## [Set task]
Copy the rows below word for word, starting at the line that contains "Return the segmentation of every instance of the white sedan" and ending at the line that contains "116), (3, 116)]", with both of those lines included.
#### Records shown
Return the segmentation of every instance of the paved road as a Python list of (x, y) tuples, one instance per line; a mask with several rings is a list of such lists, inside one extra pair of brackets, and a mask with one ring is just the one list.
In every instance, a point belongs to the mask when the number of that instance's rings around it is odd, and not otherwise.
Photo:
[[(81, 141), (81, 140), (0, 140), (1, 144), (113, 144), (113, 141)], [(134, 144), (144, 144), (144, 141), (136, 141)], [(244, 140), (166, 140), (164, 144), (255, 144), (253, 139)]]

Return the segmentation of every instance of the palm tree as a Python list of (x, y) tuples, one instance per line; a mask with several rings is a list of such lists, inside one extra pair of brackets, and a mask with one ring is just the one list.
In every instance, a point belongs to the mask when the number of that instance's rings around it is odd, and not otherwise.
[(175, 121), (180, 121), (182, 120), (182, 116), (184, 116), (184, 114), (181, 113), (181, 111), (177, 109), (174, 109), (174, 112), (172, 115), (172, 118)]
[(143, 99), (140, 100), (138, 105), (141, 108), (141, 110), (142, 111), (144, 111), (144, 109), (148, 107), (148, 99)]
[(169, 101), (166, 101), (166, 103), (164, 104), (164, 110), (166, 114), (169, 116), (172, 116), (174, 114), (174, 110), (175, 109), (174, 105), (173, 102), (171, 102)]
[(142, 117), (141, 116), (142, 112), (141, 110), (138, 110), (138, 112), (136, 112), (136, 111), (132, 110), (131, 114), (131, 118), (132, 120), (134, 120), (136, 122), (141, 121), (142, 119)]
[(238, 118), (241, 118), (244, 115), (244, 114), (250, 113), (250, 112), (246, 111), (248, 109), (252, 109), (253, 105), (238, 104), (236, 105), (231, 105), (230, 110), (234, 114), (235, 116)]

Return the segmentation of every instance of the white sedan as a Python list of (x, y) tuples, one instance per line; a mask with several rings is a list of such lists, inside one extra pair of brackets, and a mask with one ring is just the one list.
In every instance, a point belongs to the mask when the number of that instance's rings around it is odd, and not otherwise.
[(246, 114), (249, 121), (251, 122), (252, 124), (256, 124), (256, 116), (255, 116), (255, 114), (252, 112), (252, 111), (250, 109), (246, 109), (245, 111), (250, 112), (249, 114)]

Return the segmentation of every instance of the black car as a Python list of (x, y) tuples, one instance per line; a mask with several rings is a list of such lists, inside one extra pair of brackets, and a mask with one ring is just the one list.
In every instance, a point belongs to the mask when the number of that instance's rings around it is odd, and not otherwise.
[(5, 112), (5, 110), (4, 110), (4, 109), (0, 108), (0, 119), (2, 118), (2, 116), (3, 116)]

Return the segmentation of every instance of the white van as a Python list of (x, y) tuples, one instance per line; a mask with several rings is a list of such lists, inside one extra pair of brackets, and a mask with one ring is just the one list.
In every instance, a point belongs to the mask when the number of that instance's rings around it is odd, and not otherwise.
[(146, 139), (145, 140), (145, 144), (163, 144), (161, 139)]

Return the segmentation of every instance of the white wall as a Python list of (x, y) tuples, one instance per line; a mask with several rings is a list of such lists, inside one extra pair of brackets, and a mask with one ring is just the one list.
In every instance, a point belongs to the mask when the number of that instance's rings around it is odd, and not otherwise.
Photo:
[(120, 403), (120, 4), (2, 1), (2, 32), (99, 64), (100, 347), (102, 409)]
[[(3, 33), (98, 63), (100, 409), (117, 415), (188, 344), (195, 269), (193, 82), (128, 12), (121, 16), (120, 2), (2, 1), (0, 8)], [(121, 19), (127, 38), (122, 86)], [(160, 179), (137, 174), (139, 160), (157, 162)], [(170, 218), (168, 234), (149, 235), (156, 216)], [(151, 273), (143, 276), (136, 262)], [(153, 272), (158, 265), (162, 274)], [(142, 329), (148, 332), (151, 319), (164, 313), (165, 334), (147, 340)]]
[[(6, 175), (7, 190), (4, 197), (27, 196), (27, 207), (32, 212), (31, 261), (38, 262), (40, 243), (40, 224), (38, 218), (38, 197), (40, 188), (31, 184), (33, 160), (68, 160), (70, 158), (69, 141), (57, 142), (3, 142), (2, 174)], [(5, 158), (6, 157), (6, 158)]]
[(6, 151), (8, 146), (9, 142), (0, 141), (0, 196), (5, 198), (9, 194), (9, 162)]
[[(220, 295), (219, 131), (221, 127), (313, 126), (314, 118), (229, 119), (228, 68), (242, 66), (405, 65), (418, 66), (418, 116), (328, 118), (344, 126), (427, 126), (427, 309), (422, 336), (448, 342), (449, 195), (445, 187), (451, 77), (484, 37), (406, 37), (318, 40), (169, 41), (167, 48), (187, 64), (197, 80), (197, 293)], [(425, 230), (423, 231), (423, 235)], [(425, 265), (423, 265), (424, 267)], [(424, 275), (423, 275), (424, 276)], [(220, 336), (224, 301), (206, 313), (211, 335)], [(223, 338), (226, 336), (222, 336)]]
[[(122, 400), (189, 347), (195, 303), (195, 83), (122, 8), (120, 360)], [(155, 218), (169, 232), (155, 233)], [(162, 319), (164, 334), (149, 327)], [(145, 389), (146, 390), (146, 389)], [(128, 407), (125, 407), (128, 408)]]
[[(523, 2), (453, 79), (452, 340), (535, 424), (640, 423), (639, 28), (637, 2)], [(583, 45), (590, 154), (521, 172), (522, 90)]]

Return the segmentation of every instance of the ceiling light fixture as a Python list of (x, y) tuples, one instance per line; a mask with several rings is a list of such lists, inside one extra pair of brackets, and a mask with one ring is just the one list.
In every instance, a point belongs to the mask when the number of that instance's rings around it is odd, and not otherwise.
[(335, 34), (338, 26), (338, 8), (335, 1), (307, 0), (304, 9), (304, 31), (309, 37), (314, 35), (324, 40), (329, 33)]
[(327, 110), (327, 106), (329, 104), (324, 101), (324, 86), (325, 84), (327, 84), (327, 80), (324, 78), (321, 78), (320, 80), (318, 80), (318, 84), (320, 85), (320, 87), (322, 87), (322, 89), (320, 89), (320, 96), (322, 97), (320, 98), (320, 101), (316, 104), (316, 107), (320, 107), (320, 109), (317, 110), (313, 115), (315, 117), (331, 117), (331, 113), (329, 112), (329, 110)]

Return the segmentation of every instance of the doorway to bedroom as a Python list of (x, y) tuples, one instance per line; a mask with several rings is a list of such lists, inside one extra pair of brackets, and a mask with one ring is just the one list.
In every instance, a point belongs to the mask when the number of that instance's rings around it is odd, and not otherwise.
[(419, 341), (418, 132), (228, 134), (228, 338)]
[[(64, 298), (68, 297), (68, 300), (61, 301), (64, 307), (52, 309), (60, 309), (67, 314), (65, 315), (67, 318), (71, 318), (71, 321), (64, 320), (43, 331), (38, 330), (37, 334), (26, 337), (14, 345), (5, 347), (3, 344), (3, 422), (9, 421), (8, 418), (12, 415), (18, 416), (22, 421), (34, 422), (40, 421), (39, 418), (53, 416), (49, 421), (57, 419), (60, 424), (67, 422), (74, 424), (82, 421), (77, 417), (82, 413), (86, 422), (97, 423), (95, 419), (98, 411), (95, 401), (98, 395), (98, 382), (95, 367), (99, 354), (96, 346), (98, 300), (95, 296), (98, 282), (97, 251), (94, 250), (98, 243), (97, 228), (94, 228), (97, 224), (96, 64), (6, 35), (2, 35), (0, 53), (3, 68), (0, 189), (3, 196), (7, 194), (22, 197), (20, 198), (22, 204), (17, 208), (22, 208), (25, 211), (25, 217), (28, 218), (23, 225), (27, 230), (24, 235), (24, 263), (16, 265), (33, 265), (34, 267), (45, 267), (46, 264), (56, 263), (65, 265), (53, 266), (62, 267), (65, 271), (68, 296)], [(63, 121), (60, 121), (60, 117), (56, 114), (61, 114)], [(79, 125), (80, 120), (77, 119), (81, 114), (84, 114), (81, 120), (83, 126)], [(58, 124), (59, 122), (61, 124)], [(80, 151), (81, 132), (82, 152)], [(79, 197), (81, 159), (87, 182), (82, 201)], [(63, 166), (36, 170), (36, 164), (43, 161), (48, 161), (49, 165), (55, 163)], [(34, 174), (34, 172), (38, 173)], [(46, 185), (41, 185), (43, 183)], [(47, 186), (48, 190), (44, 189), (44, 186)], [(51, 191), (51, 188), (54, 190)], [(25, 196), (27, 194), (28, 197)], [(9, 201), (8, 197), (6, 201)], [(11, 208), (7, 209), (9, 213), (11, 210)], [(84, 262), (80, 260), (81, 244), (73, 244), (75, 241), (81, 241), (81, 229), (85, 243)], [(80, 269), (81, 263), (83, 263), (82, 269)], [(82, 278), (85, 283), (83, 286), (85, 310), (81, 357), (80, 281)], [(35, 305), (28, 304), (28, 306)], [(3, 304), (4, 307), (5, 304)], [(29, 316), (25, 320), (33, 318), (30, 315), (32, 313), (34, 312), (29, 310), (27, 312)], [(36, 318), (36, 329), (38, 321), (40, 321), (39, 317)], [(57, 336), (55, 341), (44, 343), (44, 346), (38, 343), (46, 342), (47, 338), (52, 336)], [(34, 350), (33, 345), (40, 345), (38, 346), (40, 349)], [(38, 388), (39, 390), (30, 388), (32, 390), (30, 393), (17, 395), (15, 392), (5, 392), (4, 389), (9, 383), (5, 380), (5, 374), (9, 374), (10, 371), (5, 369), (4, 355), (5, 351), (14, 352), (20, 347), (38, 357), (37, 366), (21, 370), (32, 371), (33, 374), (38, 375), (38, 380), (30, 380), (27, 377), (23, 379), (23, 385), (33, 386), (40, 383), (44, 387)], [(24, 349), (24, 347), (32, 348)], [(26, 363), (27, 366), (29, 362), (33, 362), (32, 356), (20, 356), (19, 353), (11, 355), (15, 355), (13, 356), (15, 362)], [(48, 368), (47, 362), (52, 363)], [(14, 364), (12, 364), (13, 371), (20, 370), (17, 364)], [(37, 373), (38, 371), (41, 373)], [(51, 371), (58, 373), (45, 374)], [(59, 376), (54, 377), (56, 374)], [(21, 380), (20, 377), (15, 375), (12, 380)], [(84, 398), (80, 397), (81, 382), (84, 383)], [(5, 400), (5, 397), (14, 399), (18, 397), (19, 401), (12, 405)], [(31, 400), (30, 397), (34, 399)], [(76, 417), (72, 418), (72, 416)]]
########
## [Output for this exercise]
Return the segmentation of every instance of the white sedan as a Python list of (x, y) tuples, one instance per line; a mask with several rings is a list of such lists, inside one extra pair of brackets, and a mask with one ring is just the one list.
In every instance, a point belongs to the mask when the number of that instance's rings around it is odd, and not otherwise.
[(246, 114), (249, 121), (251, 122), (252, 124), (256, 124), (256, 116), (255, 116), (255, 114), (252, 112), (252, 111), (250, 109), (246, 109), (245, 111), (250, 112), (249, 114)]

Return the segmentation of every instance of the black car as a Python list of (x, y) tuples, one instance per line; a mask with several rings is a list of such lists, inside one extra pair of brackets, and a mask with one ring is just the one list.
In every instance, a point belongs to the mask when the number of that instance's rings around it is odd, and not otherwise.
[(5, 112), (5, 110), (4, 110), (4, 109), (0, 108), (0, 119), (2, 118), (2, 116), (3, 116)]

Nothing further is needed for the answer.